> _Dataset entries_:
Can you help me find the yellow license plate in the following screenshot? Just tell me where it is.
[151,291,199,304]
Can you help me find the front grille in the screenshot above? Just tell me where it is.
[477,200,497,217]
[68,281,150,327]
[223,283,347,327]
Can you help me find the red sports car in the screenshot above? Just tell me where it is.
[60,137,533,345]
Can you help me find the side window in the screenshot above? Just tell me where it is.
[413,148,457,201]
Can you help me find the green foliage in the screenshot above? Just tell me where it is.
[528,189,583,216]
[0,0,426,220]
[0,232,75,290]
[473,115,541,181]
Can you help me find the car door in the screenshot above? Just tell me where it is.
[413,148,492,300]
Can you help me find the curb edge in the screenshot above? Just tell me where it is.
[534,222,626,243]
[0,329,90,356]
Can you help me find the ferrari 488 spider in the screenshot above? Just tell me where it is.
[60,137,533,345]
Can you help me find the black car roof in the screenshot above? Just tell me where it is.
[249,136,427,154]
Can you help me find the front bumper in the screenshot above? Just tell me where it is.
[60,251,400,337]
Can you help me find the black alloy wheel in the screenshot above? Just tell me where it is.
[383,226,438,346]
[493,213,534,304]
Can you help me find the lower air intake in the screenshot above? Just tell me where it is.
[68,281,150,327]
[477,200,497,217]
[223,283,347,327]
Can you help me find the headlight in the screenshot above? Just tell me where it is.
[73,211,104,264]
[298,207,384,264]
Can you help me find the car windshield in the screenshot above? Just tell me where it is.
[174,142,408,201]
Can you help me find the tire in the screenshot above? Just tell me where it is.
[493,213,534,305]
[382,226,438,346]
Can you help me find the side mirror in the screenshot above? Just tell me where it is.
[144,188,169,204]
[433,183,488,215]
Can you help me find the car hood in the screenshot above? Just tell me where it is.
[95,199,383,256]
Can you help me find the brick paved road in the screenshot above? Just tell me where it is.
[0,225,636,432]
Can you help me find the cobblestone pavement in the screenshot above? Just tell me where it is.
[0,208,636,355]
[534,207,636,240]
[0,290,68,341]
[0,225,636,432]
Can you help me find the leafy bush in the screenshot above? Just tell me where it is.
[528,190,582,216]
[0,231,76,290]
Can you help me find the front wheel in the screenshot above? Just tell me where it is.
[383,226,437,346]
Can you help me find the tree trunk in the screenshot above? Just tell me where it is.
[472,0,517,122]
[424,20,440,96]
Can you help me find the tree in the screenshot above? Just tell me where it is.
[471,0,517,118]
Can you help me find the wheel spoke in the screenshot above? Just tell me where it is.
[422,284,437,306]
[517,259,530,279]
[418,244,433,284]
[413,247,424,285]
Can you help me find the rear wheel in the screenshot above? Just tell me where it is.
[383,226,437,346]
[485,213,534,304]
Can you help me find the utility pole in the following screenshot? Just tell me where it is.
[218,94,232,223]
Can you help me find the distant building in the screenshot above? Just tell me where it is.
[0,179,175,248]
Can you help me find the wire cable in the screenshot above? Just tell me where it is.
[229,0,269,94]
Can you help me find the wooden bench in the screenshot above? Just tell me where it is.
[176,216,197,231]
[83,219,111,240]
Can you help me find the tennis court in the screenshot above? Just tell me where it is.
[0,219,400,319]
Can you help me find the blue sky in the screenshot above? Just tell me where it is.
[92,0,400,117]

> _Stated problem_: Reproduce word for word the records from their first line through the line containing "[493,213,534,304]", including that line.

> _Written response_:
Can you help me find the yellow license plate in the following screenshot? Just tell me where it is.
[151,291,199,304]
Can you help me find the front grille in the screenshot above? Just tell me where it is.
[477,200,497,217]
[68,281,150,327]
[223,283,347,327]
Can you help me find the red sports car in the screenshot above? Just tell me where it is.
[60,137,533,345]
Can you help me find the side window in the screenshot above? Just tell me where it is.
[413,148,457,201]
Can you help me find the green foliage in the screenshot above? Just tell me where it is.
[528,189,583,216]
[0,0,426,220]
[0,232,75,290]
[473,115,541,181]
Can you help me find the car door in the screenshot above? Just tell me where it is.
[413,148,492,300]
Can you help me find the curb edge in the screenshot above? Just tell me where it is.
[534,222,626,243]
[0,329,90,356]
Can you help me find the ferrari 488 spider in the screenshot above? Just tell me where it is.
[60,137,533,345]
Can you help me find the black car roof in the screenshot above? Just tell me where it is.
[249,136,427,154]
Can you help me find the front bumper in the screenshot above? Just tell me where it is.
[60,251,400,337]
Can you help me find the black alloy wheel in the screenshot above? Just tell me where it is.
[383,226,438,346]
[493,213,534,304]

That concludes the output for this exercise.